(Saved entries)
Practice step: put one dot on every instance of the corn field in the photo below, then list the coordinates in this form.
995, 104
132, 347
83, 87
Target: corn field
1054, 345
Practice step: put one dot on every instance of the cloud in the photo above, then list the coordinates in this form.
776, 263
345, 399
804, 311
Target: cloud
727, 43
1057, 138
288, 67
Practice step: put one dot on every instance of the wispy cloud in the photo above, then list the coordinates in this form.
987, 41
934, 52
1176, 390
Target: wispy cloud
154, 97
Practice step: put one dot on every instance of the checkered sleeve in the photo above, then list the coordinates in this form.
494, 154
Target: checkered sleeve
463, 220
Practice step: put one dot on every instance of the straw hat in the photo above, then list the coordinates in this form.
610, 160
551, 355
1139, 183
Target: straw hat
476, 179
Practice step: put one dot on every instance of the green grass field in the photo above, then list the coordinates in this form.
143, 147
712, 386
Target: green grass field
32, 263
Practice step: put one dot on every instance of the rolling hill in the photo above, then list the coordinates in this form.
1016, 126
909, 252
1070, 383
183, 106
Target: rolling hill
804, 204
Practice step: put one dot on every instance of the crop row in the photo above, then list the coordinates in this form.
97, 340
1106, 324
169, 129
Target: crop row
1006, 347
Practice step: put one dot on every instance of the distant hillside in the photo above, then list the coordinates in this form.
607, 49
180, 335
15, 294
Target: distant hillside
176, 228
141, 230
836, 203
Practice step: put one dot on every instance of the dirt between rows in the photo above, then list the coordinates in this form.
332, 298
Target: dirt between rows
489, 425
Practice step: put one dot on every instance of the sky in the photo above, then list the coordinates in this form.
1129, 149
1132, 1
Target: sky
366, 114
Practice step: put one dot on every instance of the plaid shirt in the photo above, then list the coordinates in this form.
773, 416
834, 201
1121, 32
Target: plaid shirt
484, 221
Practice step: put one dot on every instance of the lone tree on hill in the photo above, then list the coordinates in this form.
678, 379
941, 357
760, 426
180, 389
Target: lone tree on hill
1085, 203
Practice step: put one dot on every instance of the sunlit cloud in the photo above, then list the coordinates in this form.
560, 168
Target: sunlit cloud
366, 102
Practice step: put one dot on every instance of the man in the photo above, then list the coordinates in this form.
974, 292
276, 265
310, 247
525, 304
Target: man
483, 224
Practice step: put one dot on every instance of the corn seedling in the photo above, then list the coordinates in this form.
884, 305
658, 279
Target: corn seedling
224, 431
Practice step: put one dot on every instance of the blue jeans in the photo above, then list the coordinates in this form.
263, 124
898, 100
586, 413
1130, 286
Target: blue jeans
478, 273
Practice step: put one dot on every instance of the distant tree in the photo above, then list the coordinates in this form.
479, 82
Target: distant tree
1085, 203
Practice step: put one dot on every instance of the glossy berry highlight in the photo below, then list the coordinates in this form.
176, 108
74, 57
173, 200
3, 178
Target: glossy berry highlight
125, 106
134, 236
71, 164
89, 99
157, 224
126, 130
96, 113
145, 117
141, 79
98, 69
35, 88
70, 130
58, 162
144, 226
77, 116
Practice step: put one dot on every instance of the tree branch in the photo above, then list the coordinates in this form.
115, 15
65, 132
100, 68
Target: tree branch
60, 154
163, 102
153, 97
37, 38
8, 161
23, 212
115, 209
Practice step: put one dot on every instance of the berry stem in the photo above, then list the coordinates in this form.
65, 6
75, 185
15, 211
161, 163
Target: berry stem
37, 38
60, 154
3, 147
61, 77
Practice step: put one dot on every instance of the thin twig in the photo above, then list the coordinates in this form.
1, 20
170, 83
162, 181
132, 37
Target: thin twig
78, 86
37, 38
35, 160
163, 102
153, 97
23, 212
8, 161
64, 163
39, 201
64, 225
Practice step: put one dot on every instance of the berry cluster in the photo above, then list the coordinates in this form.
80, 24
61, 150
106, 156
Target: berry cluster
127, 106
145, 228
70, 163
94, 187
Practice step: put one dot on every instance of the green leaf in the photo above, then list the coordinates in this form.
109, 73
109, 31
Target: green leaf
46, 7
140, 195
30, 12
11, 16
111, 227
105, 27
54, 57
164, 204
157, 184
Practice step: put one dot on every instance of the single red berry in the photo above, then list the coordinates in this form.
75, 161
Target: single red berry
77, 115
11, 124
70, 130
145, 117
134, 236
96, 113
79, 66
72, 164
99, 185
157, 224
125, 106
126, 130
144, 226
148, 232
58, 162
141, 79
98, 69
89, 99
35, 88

» **TASK BRIEF**: Each line above should be output exactly as written.

» **RESULT FOR THIS TASK**:
Practice step: put one dot on every instance of the corn field in the photo below, then list the coordinates in this form.
995, 104
132, 347
83, 87
Target: corn field
1054, 345
Practice step: put one dot on every instance of the cloud in the photo above, then list the coordinates in this form.
776, 263
345, 399
804, 311
Target: cloud
727, 43
1057, 138
288, 67
Practice step: put one dot on every instance of the wispy cloud in the photo above, then list the coordinates in this form.
987, 41
934, 52
1176, 390
Target: wispy cloud
154, 97
Practice step: put one dot on every instance of the checkered sleeve in the photo above, then list the coordinates in this form.
494, 154
Target: checkered sleeve
463, 220
Practice step: put one dot on every instance of the straw hat in the photo above, then list the coordinates in this form.
610, 160
551, 355
1139, 183
Target: straw hat
476, 179
Practice step: put one dot on every instance of the green grass field in the photo above, then list the coordinates in this form.
143, 147
712, 386
Target: green grass field
32, 263
Practice step: put one dot on every instance of the rolling hill in the photo above, then list the coordinates in this form.
1016, 126
909, 252
1070, 383
183, 106
Target: rolling hill
804, 204
Practice step: put one dot on every instance of the crop row in the photo above, then list the coordinates in this form.
97, 340
1106, 324
169, 129
Target: crop row
1006, 347
Practice step: put one dot on every instance of the distant hillside in the photo above, then list the coordinates in this form.
607, 49
180, 335
15, 294
Target: distant hillside
176, 228
141, 230
836, 203
Practice step: put one dot on every instance of the dirt between rows in the photo above, then list the coordinates in this form.
332, 298
Target: dirt between rows
489, 425
Practice step: put one dot on every instance of the sky in the photo above, then list the coordinates in this form.
1129, 149
1132, 1
Target: sky
366, 114
Practice step: put one dot on every instance of the plaid shirt in the photo above, then list the coordinates in this form.
773, 416
834, 201
1121, 32
Target: plaid shirt
484, 221
Practice step: put one dot on every instance of the lone tree on hill in the photo above, then list the coordinates in this form.
678, 379
941, 357
760, 426
180, 389
Target: lone tree on hill
1085, 203
Practice step: put one dot on every instance of the sunlit cloud in the photo above, then list the coordinates in this form.
560, 168
Target: sunlit cloud
366, 102
Practice step: put one dot on every instance of the man in the photo above, then list the coordinates in this form.
974, 292
276, 265
310, 247
525, 304
Target: man
483, 224
Practice step: put one dot on every instance of the corn seedling in the photo above, then list the coordinates in this form.
884, 305
658, 279
Target: corn seedling
224, 431
Practice step: put one dot on every instance of the blue jeans in the photo above, then list the coordinates in this form.
263, 124
898, 100
586, 413
1130, 286
Target: blue jeans
478, 273
Practice step: put one dot on every instance of the distant tree in the photo above, then list the coordinates in this form.
479, 82
Target: distant tree
1085, 203
Practice step: put one dot on every instance of the glossy berry highlight in the photo below, then list the coordinates in this form.
176, 108
74, 57
173, 200
3, 178
Target: glossy berry highlight
125, 106
134, 236
71, 164
89, 99
157, 224
126, 130
96, 113
145, 117
141, 79
98, 69
35, 88
70, 130
58, 162
144, 226
77, 116
Practice step: put one dot on every instance of the tree branch in the photo above, then list the coordinates in this form.
115, 15
65, 132
100, 68
Target: tree branch
60, 154
163, 102
153, 97
37, 38
8, 161
23, 212
115, 209
Practice step: put one dot on every instance of the berry stem in the photo above, then list the coordinates in this form.
65, 6
75, 185
15, 211
161, 163
Target: berry stem
37, 38
60, 154
3, 147
61, 77
Practice step: put one dot on every instance of the thin twig in the photo above, then list the coordinates in this form.
1, 20
170, 83
162, 181
132, 37
Target: thin twig
78, 86
37, 38
35, 160
163, 102
153, 97
23, 212
8, 161
64, 163
39, 201
64, 225
Practice step: put one dot on every instance of the berry cluster in the photo above, then list the coordinates in this form.
80, 24
61, 150
106, 156
Target: berry cluster
127, 106
145, 228
70, 163
94, 187
Practice step: put one dot on every instance of the green leaf in the photo above, then list the coordinates in this form.
109, 73
109, 31
Target: green leaf
46, 7
140, 195
30, 12
11, 16
111, 227
105, 27
54, 57
164, 204
157, 184
Practice step: put one dot on every instance of the single red berry in the photo above, then list the coordinates in this form.
75, 161
Target: single red berry
77, 115
11, 124
70, 130
145, 117
134, 236
96, 113
79, 66
72, 164
99, 185
157, 224
125, 106
126, 130
144, 226
148, 232
58, 162
141, 79
98, 69
89, 99
35, 88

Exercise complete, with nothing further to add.